--- Start ---
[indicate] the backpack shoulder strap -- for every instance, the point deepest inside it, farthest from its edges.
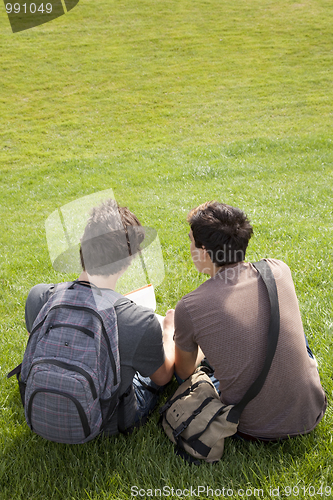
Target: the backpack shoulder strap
(266, 274)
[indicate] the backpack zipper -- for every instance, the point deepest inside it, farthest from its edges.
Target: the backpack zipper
(81, 412)
(68, 366)
(92, 311)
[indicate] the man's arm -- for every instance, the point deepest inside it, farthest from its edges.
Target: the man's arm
(164, 374)
(187, 362)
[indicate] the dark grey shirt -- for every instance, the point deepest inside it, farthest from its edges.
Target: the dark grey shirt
(140, 343)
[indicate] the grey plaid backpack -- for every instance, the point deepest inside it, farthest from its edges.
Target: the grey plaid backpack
(70, 373)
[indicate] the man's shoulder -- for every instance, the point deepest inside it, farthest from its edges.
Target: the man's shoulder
(131, 315)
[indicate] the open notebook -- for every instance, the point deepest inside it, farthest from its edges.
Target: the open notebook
(145, 296)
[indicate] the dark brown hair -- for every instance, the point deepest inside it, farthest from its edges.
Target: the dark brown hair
(111, 238)
(224, 231)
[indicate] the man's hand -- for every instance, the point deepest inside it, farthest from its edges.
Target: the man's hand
(164, 374)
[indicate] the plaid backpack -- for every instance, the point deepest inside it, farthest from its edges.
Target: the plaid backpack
(70, 374)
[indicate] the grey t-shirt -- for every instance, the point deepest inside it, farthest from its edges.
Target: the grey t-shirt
(140, 343)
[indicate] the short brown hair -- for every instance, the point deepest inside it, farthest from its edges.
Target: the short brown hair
(224, 231)
(111, 238)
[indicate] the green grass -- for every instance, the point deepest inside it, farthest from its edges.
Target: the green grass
(169, 104)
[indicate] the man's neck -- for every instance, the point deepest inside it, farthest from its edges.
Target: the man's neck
(99, 280)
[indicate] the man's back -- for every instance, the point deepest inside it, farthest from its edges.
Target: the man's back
(228, 317)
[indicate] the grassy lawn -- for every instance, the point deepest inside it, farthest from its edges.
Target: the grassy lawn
(169, 104)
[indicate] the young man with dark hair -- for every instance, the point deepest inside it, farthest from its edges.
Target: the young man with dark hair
(226, 321)
(111, 240)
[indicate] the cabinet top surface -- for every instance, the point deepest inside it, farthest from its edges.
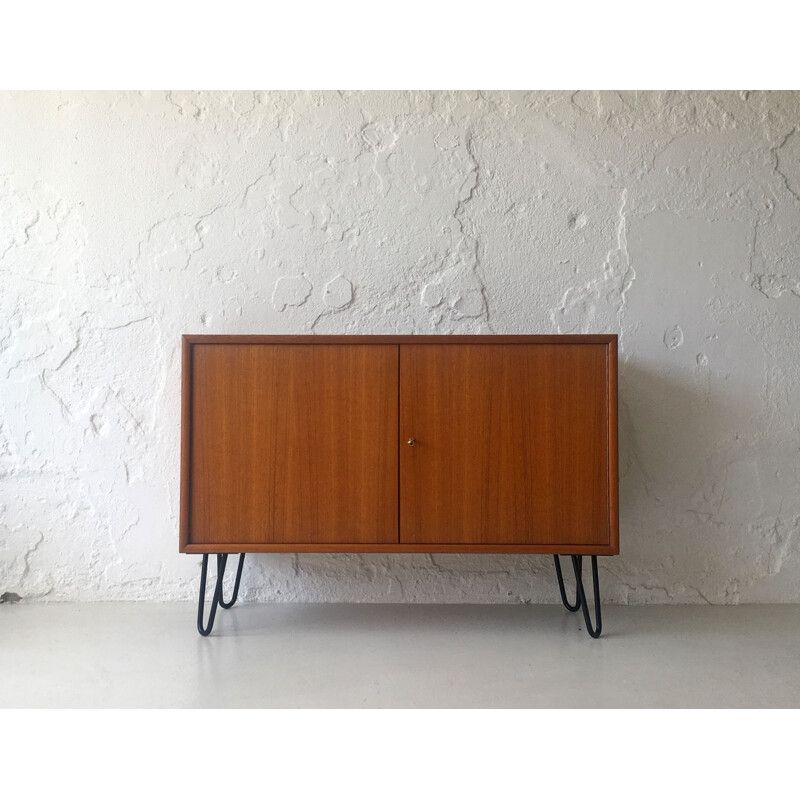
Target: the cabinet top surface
(595, 338)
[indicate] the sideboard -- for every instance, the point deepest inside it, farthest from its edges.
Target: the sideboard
(399, 444)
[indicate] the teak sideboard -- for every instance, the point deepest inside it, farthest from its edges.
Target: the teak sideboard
(399, 444)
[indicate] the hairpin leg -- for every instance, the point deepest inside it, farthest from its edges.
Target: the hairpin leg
(580, 602)
(217, 600)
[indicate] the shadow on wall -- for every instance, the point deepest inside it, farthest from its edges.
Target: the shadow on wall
(687, 480)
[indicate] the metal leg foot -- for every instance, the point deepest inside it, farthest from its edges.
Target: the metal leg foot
(217, 599)
(580, 602)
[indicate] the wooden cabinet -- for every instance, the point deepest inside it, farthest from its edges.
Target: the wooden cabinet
(399, 444)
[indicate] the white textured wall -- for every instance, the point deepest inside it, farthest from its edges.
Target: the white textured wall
(672, 218)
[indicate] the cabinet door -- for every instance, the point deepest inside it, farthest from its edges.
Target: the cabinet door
(511, 444)
(293, 444)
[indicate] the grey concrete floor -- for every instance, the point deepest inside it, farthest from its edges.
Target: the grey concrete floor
(124, 655)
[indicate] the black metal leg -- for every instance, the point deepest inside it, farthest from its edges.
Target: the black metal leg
(232, 601)
(217, 600)
(577, 566)
(563, 591)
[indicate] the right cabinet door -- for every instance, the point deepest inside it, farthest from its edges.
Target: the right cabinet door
(510, 444)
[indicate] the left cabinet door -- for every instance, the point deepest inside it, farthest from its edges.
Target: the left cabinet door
(293, 445)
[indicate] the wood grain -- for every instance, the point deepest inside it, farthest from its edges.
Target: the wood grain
(512, 445)
(576, 338)
(475, 549)
(293, 443)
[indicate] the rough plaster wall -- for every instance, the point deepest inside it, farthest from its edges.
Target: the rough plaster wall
(127, 219)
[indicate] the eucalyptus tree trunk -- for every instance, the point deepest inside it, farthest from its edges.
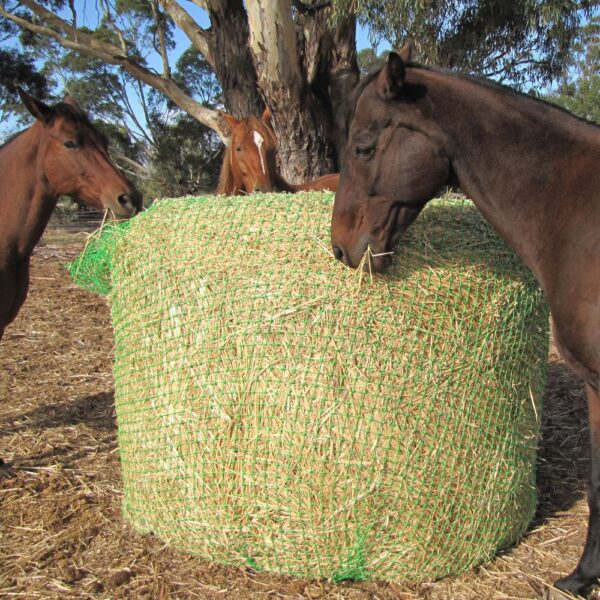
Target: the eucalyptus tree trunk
(231, 58)
(302, 69)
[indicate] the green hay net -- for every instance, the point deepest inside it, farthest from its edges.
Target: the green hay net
(280, 411)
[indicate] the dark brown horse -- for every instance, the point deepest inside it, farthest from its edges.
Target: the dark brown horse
(62, 153)
(250, 161)
(531, 168)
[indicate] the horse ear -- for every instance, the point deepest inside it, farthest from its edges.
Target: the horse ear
(267, 115)
(68, 99)
(391, 77)
(42, 112)
(229, 119)
(406, 51)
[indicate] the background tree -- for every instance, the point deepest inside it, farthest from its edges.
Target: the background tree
(299, 56)
(17, 69)
(520, 42)
(579, 89)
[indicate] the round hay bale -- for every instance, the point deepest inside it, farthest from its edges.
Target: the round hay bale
(278, 410)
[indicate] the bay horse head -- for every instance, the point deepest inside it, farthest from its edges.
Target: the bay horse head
(249, 164)
(394, 162)
(73, 155)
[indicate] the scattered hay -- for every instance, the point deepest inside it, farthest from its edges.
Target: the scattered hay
(280, 411)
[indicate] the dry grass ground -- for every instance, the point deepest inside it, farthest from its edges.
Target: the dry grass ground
(61, 531)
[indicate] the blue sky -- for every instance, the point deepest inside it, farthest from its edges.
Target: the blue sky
(88, 15)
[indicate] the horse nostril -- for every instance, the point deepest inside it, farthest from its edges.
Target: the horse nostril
(132, 203)
(338, 252)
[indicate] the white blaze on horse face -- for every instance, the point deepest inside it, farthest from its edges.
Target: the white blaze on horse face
(259, 141)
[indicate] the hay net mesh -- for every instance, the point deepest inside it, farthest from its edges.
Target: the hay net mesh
(280, 411)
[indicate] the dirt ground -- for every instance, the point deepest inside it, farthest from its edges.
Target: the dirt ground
(61, 530)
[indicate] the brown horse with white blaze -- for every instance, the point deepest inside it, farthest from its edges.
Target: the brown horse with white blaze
(62, 153)
(250, 161)
(531, 168)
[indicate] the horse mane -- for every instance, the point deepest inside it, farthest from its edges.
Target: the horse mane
(70, 112)
(476, 79)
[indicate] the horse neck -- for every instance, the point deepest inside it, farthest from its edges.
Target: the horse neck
(524, 163)
(26, 202)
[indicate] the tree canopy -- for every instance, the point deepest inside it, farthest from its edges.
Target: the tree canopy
(579, 89)
(299, 57)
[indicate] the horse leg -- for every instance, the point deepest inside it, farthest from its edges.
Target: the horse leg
(587, 571)
(15, 285)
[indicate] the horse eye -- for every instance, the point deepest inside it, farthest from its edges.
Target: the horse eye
(363, 151)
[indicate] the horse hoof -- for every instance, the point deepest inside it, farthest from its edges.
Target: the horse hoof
(556, 594)
(571, 586)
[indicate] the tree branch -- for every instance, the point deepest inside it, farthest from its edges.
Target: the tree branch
(74, 39)
(201, 3)
(310, 8)
(195, 33)
(161, 40)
--- End ---
Work instructions:
Copy out the records word for word, beginning with the line that contains "[indicate] the horse hoof" and continuing through the end of the records.

Written answer:
[indicate] the horse hoof -- for every instance, the point deepest inside it, farthest from its edges.
Target: the horse hoof
(556, 594)
(571, 586)
[indicate] the tree branch -- for every instance, the point deepest inside it, farthest from its edges.
Target: the tree branch
(74, 39)
(201, 3)
(310, 8)
(195, 33)
(161, 40)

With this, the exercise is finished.